Do this:
List every line in the listing below that contains the string "stem".
»»
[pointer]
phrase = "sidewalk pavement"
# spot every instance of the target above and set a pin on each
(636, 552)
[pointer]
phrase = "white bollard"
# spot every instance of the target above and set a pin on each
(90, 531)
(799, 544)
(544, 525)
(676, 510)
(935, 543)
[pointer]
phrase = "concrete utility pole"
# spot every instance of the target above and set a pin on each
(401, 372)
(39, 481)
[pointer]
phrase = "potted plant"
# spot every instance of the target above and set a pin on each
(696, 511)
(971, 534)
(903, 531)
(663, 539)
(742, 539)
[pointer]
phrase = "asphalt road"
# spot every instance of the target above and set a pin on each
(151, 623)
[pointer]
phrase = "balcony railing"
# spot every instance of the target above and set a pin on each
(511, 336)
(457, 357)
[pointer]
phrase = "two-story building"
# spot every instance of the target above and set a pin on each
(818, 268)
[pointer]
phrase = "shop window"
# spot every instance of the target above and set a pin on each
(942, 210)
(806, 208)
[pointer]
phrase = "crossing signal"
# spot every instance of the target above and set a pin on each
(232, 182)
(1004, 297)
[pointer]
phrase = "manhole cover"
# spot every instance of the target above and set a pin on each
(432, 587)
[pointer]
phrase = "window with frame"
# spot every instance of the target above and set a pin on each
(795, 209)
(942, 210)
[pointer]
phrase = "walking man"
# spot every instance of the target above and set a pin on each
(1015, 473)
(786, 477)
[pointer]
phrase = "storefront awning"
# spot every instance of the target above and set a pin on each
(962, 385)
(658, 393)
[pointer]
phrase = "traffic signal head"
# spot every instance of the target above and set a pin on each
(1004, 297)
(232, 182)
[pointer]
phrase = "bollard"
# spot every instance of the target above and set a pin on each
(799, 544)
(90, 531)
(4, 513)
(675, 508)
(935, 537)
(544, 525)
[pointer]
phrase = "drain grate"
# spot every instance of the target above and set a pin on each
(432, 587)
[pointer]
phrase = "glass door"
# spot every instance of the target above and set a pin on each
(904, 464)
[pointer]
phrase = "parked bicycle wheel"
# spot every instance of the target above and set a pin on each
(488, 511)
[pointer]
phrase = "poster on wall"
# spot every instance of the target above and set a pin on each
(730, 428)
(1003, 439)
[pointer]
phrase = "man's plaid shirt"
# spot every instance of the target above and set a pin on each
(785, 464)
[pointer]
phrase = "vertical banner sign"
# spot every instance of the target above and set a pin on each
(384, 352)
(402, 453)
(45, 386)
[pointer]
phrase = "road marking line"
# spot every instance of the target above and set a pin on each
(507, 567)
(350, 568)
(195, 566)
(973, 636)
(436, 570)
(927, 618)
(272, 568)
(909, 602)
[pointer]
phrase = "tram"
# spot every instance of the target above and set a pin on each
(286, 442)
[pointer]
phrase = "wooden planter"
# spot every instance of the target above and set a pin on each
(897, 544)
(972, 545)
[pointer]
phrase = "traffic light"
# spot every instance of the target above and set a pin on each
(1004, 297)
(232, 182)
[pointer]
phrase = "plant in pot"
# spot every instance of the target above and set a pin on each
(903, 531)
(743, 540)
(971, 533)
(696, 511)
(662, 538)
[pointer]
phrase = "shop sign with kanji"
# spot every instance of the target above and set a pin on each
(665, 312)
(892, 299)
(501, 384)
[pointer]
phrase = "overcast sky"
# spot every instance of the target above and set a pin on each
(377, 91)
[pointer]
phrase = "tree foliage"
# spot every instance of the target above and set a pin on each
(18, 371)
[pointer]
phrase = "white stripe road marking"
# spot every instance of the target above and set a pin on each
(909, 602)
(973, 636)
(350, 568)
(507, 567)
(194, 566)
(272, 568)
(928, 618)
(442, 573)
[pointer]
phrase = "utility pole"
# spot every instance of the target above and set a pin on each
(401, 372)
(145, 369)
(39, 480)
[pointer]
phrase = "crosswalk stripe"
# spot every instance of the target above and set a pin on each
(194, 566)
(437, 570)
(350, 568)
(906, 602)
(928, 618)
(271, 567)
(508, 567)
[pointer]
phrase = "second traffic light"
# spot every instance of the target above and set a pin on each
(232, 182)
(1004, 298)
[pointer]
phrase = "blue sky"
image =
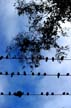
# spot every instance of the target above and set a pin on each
(10, 25)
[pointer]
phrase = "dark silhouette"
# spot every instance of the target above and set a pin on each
(44, 23)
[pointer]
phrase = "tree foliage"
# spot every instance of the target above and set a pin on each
(44, 19)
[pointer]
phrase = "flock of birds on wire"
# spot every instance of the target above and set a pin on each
(32, 74)
(20, 93)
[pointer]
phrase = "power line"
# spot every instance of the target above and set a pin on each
(33, 58)
(20, 94)
(34, 74)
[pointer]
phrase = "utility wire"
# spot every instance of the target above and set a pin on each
(34, 74)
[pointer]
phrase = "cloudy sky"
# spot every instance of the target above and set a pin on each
(10, 25)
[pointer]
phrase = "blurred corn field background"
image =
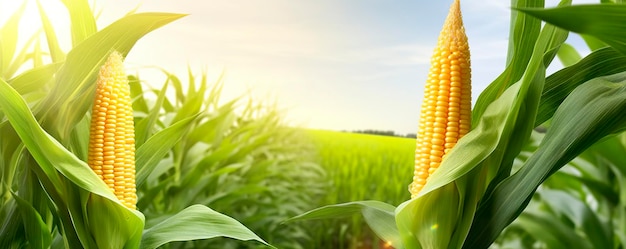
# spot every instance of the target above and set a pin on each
(543, 167)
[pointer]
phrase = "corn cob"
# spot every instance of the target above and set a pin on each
(446, 108)
(111, 153)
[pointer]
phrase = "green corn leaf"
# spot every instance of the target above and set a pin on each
(558, 86)
(48, 152)
(22, 56)
(71, 95)
(34, 79)
(52, 158)
(568, 55)
(144, 126)
(606, 22)
(379, 216)
(137, 94)
(36, 229)
(83, 23)
(157, 146)
(592, 111)
(194, 223)
(56, 53)
(524, 33)
(8, 40)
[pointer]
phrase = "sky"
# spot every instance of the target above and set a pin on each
(327, 64)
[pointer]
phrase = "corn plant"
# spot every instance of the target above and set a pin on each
(51, 197)
(475, 192)
(358, 167)
(237, 158)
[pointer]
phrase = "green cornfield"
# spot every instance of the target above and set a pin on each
(544, 165)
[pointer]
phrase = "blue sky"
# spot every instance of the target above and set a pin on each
(340, 65)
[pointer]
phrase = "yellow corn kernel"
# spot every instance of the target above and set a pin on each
(111, 152)
(446, 108)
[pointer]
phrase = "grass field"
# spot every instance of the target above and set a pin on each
(360, 167)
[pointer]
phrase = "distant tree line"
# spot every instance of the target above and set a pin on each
(384, 133)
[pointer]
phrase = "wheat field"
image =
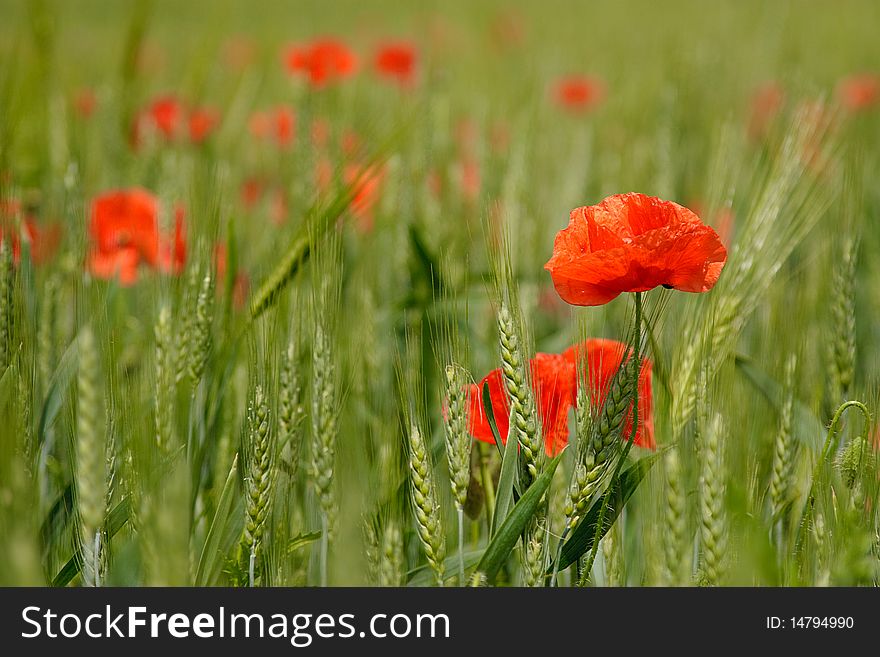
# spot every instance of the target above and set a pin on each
(274, 308)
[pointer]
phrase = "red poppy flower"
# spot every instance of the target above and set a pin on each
(860, 91)
(202, 122)
(397, 62)
(367, 188)
(322, 61)
(553, 382)
(251, 191)
(125, 231)
(633, 243)
(578, 93)
(163, 117)
(172, 253)
(469, 179)
(603, 360)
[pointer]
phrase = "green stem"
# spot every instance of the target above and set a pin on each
(488, 486)
(461, 581)
(559, 554)
(636, 371)
(325, 530)
(831, 444)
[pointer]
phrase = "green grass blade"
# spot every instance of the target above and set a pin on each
(505, 538)
(807, 426)
(115, 521)
(211, 559)
(581, 540)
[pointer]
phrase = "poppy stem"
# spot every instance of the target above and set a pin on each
(488, 485)
(637, 363)
(831, 444)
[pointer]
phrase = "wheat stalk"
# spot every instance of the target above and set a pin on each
(262, 473)
(426, 506)
(91, 473)
(713, 520)
(524, 424)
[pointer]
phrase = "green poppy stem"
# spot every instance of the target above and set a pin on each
(831, 443)
(488, 485)
(636, 372)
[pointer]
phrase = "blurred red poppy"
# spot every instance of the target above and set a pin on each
(633, 243)
(322, 61)
(578, 93)
(397, 62)
(202, 122)
(251, 191)
(366, 184)
(602, 359)
(172, 252)
(860, 91)
(125, 232)
(163, 117)
(553, 382)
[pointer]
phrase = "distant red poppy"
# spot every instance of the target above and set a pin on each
(367, 188)
(633, 243)
(172, 252)
(603, 360)
(202, 121)
(578, 93)
(277, 124)
(163, 117)
(125, 233)
(469, 179)
(553, 382)
(240, 284)
(322, 61)
(860, 91)
(397, 62)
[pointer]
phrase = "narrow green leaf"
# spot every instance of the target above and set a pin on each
(424, 574)
(115, 521)
(504, 496)
(211, 558)
(58, 387)
(581, 540)
(302, 540)
(505, 538)
(490, 416)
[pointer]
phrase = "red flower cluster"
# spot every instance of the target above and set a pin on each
(633, 243)
(322, 61)
(554, 382)
(398, 62)
(860, 91)
(578, 93)
(125, 231)
(168, 118)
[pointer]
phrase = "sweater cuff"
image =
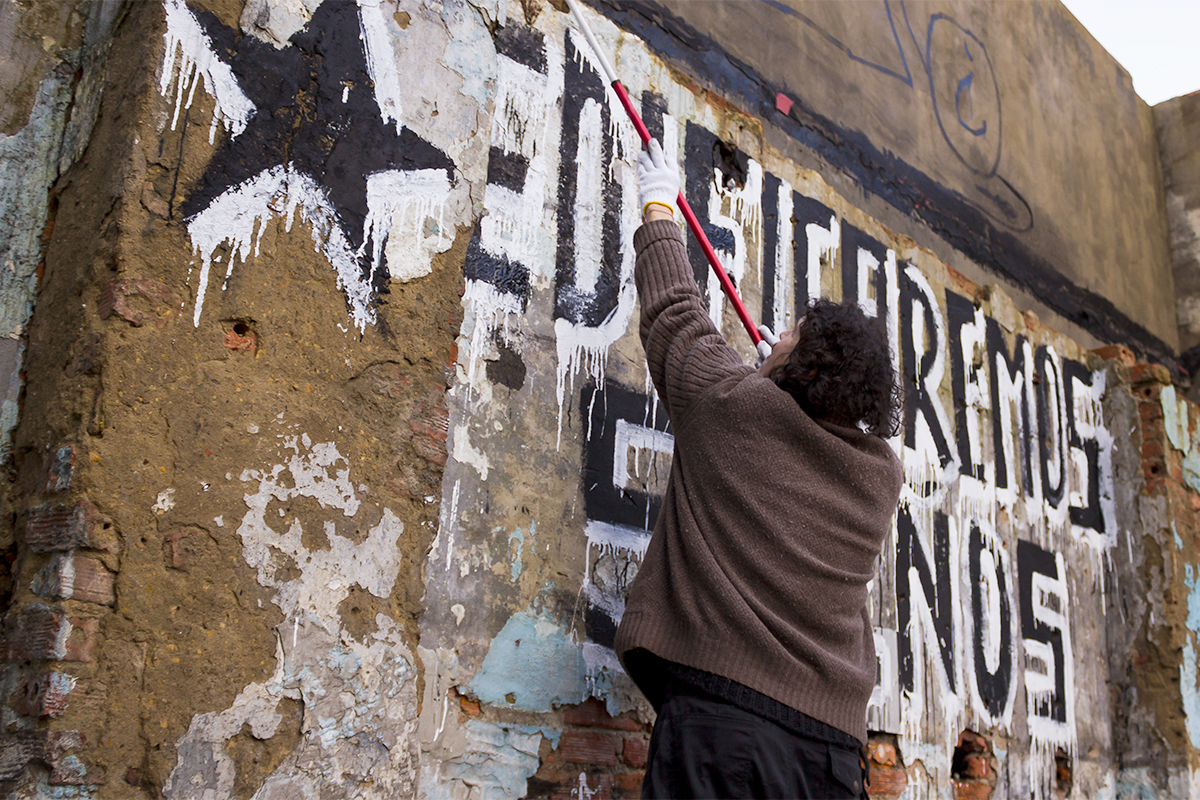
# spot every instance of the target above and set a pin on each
(652, 232)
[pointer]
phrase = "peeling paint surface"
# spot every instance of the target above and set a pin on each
(359, 697)
(532, 665)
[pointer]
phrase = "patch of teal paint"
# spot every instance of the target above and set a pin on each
(1192, 469)
(498, 763)
(471, 50)
(1175, 419)
(1189, 690)
(534, 662)
(516, 566)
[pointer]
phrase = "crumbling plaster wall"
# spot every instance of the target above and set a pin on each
(337, 449)
(49, 84)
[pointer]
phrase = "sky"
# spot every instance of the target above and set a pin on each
(1156, 41)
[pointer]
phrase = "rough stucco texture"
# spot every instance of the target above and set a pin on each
(336, 452)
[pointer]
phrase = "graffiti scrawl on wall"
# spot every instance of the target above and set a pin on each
(353, 172)
(1003, 441)
(558, 449)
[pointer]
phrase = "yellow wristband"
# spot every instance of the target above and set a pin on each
(660, 203)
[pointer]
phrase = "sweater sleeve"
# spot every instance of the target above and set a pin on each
(684, 350)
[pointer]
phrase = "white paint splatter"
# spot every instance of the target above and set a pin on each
(238, 218)
(400, 206)
(165, 501)
(822, 251)
(197, 60)
(588, 212)
(381, 61)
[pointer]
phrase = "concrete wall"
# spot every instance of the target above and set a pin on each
(337, 452)
(957, 113)
(1179, 130)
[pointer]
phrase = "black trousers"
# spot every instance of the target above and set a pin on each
(705, 747)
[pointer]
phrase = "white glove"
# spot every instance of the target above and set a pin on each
(658, 178)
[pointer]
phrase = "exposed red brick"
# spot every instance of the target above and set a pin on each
(36, 633)
(430, 433)
(977, 765)
(245, 342)
(81, 644)
(887, 782)
(570, 785)
(1150, 373)
(594, 749)
(972, 791)
(1116, 353)
(593, 714)
(60, 469)
(52, 528)
(19, 747)
(43, 695)
(634, 752)
(115, 295)
(76, 577)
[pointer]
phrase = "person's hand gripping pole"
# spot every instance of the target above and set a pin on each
(658, 179)
(727, 287)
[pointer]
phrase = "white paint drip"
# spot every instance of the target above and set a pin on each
(400, 204)
(381, 61)
(822, 250)
(238, 218)
(492, 313)
(197, 60)
(588, 211)
(1045, 733)
(359, 737)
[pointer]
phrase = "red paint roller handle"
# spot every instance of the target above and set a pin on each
(688, 215)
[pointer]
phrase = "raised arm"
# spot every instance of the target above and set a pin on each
(684, 350)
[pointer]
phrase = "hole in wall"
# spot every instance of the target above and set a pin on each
(735, 164)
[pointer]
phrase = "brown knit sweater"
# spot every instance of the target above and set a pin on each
(772, 521)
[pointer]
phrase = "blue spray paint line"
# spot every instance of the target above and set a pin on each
(1188, 686)
(532, 665)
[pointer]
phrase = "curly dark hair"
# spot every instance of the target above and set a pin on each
(841, 368)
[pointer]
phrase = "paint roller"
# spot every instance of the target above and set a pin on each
(762, 336)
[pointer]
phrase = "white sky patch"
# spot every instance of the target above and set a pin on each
(238, 218)
(196, 61)
(401, 204)
(381, 61)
««
Output below:
phrase = "green stem"
phrase = "poppy stem"
phrase = "green poppy stem"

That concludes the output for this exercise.